_What the exercise asks_: The answer is to contain only the line containing "Task: point localization. Input: the photo below." and the lines after it through the last one, each reproduced exactly as it appears below.

<<<<

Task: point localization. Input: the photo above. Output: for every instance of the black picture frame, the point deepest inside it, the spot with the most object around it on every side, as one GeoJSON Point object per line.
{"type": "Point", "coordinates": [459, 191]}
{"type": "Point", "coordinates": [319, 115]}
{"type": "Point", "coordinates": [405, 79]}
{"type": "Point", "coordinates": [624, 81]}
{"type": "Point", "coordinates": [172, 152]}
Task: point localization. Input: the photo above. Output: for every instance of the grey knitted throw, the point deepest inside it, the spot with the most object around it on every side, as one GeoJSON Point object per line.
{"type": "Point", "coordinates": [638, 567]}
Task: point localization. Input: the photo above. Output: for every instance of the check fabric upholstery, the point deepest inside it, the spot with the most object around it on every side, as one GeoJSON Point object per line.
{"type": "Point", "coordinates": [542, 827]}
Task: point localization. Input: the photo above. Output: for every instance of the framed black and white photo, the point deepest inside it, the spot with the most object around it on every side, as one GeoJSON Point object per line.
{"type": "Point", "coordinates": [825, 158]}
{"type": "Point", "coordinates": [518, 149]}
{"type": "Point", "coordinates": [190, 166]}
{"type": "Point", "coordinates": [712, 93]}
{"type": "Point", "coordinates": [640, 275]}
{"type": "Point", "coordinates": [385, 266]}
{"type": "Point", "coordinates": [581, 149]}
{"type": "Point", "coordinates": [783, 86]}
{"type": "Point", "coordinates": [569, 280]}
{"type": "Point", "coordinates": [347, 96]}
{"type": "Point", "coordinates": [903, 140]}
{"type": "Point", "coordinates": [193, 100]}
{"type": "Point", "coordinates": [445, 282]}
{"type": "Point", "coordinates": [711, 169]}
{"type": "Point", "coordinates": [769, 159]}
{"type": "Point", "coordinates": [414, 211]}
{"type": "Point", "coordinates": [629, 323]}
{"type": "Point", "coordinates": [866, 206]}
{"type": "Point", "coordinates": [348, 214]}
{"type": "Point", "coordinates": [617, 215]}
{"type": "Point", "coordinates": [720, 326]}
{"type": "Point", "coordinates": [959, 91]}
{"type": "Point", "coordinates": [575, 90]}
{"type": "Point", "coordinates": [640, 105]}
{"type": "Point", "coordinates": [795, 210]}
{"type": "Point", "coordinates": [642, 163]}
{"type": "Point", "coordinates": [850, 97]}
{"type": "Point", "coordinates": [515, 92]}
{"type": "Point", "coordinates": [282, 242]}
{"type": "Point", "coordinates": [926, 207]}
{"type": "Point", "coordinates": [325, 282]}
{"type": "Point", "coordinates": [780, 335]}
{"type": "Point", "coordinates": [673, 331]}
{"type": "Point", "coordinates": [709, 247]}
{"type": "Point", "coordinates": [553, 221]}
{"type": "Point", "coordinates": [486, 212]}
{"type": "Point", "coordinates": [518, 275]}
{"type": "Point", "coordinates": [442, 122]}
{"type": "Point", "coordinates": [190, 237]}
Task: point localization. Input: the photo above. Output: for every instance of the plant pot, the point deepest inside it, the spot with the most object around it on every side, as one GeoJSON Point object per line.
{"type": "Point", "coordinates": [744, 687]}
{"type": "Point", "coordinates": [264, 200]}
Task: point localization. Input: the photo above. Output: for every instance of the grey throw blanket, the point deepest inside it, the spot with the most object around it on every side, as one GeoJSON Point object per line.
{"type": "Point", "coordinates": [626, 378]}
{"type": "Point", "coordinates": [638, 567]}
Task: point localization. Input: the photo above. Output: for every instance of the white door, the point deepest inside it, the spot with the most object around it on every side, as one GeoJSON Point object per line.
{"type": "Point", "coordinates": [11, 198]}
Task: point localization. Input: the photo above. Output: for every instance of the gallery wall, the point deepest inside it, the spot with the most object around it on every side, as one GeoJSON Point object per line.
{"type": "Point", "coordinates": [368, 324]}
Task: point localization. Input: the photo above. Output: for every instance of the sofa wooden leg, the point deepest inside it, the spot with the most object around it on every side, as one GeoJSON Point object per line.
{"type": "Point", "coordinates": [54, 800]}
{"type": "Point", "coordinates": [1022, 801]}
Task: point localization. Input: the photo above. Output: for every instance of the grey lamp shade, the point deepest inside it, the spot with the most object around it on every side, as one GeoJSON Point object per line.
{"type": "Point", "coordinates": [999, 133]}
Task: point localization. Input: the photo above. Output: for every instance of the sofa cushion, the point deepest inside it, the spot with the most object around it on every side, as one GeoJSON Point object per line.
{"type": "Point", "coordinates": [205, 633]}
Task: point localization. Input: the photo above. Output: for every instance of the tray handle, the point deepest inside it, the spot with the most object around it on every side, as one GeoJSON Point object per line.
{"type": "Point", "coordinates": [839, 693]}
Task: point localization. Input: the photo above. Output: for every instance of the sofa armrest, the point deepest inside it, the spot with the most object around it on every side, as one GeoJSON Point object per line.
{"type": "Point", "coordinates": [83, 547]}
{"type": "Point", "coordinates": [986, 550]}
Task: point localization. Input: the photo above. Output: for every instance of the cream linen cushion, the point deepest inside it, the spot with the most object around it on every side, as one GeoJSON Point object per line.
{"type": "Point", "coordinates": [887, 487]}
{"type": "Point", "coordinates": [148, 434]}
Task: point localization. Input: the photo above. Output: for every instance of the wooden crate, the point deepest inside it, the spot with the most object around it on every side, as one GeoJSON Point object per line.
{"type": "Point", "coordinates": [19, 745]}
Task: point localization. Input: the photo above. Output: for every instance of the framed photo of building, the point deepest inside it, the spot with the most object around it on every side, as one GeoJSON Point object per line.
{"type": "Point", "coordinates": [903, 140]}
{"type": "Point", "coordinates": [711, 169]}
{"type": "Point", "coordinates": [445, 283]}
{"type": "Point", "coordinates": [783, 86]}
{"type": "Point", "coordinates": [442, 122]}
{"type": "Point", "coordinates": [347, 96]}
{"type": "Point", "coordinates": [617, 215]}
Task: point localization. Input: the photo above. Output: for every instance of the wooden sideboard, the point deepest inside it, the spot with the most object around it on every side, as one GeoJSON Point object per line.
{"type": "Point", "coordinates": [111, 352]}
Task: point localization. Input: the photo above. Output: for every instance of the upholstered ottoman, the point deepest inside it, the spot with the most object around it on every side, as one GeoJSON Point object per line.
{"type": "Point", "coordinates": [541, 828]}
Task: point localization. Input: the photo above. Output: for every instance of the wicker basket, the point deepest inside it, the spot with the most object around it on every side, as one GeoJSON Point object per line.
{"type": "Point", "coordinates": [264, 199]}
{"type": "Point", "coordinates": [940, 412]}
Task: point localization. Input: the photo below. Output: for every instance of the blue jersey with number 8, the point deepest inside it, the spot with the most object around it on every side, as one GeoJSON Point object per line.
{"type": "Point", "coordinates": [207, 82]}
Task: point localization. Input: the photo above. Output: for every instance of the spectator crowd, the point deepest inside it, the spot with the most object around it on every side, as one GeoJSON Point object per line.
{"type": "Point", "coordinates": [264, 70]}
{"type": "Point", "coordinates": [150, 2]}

>>>>

_Exercise result_:
Task: point localization. Input: the photo below. Output: for every instance of the blue jersey with number 8, the point deepest inside it, the spot with the most object around it on every side, as one GeoJSON Point object per line.
{"type": "Point", "coordinates": [207, 82]}
Task: point localization. Input: the photo above. Output: for every instance of the spectator crowd, the point deepest inside it, the spot with the most object around it on every side, as one GeoJSON Point object per line.
{"type": "Point", "coordinates": [264, 70]}
{"type": "Point", "coordinates": [150, 2]}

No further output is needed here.